Coordinate annotation records
----
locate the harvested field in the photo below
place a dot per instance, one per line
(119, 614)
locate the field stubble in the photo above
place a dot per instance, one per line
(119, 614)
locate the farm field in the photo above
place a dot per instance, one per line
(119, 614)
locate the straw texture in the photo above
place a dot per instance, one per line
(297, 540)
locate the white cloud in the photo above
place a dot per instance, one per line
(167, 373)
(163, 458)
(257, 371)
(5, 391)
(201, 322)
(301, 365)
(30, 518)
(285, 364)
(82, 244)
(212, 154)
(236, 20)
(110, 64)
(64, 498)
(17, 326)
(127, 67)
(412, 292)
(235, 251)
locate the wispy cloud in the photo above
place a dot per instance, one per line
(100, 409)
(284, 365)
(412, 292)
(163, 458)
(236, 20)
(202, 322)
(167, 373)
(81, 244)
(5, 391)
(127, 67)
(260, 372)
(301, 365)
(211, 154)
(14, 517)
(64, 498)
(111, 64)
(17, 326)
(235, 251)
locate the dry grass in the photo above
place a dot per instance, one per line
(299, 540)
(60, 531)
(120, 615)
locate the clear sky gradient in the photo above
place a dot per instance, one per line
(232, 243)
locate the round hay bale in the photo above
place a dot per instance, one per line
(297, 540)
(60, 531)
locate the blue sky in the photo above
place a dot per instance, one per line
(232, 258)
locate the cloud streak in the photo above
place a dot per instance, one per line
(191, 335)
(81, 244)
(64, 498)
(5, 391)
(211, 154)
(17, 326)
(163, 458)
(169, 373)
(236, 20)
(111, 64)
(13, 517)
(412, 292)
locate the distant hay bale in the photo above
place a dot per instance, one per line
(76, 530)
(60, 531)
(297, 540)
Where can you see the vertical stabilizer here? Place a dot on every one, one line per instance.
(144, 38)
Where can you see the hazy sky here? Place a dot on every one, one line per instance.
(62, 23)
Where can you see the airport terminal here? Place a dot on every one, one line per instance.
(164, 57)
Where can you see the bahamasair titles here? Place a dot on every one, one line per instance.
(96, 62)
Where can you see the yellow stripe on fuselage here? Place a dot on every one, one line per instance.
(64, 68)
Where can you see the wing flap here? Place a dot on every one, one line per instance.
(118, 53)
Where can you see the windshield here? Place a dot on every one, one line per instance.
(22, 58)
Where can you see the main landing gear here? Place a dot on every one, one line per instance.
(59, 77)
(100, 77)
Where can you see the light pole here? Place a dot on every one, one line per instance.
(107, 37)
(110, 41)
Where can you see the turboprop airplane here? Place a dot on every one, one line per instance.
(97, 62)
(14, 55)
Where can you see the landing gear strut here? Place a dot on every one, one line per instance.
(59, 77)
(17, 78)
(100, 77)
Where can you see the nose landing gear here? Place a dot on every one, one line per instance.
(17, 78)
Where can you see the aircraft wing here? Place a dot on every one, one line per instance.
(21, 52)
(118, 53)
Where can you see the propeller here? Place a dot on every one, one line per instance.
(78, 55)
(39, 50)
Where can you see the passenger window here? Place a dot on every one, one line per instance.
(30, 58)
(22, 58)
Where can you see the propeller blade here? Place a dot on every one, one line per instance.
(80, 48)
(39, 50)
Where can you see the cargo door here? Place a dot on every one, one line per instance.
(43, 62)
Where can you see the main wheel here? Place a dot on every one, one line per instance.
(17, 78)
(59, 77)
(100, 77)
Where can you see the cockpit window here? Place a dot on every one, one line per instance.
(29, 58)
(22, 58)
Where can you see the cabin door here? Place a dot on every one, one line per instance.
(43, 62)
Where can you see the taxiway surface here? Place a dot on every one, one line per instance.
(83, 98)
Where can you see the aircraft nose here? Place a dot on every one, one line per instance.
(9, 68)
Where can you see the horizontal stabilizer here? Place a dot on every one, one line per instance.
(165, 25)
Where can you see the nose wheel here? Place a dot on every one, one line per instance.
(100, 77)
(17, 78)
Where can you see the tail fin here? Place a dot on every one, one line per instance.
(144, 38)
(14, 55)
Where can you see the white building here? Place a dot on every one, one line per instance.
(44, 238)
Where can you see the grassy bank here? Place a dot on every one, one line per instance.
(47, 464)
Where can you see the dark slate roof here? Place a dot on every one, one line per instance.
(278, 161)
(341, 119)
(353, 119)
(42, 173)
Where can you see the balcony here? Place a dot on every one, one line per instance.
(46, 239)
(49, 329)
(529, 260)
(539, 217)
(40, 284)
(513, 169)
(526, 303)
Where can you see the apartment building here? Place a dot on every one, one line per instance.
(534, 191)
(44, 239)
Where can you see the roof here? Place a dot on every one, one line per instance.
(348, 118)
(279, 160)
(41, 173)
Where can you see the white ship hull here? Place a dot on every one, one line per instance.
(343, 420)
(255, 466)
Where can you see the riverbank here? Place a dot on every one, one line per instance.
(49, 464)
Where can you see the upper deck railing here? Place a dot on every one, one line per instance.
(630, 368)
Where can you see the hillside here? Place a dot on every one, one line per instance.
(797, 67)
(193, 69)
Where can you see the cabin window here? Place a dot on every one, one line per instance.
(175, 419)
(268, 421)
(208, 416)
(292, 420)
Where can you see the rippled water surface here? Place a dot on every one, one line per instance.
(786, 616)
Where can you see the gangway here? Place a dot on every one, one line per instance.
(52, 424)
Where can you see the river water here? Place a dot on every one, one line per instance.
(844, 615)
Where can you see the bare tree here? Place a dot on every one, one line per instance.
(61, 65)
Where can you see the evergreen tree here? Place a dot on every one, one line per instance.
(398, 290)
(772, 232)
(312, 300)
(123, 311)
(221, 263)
----
Exercise prompt
Render every line of the records as a JSON list of strings, one string per line with blank lines omitted, from the line containing "Where can you see the white ship" through the end of the records.

Final result
[
  "Where can you see the white ship hull here? Place a dot on every one, one line per instance.",
  "(343, 420)",
  "(255, 466)",
  "Where can you see the riverbank here? Place a dot on every one, one line per instance.",
  "(49, 464)",
  "Where can you see the upper deck railing here? Place a dot on every one, one line per instance.",
  "(630, 368)",
  "Where can you see the hillside here? Place a dot on every one, one line per instance.",
  "(797, 67)",
  "(193, 69)",
  "Where can you see the cabin window here? Place a dot on every one, one line per instance.",
  "(175, 419)",
  "(268, 421)",
  "(208, 416)",
  "(292, 420)",
  "Where can you see the rippled water surface here? Place a dot on every one, one line per instance.",
  "(786, 616)",
  "Where can you see the gangway here? Place a dot on every one, one line per instance.",
  "(52, 424)",
  "Where can you see the river water here? Place a dot on every one, one line per instance.",
  "(844, 615)",
  "Where can you see the bare tree here? Place a dot on every one, one line per instance.",
  "(61, 65)",
  "Where can you see the evergreen tree here? Place a dot on every one, one line per instance.",
  "(398, 290)",
  "(772, 232)",
  "(312, 300)",
  "(123, 311)",
  "(221, 263)"
]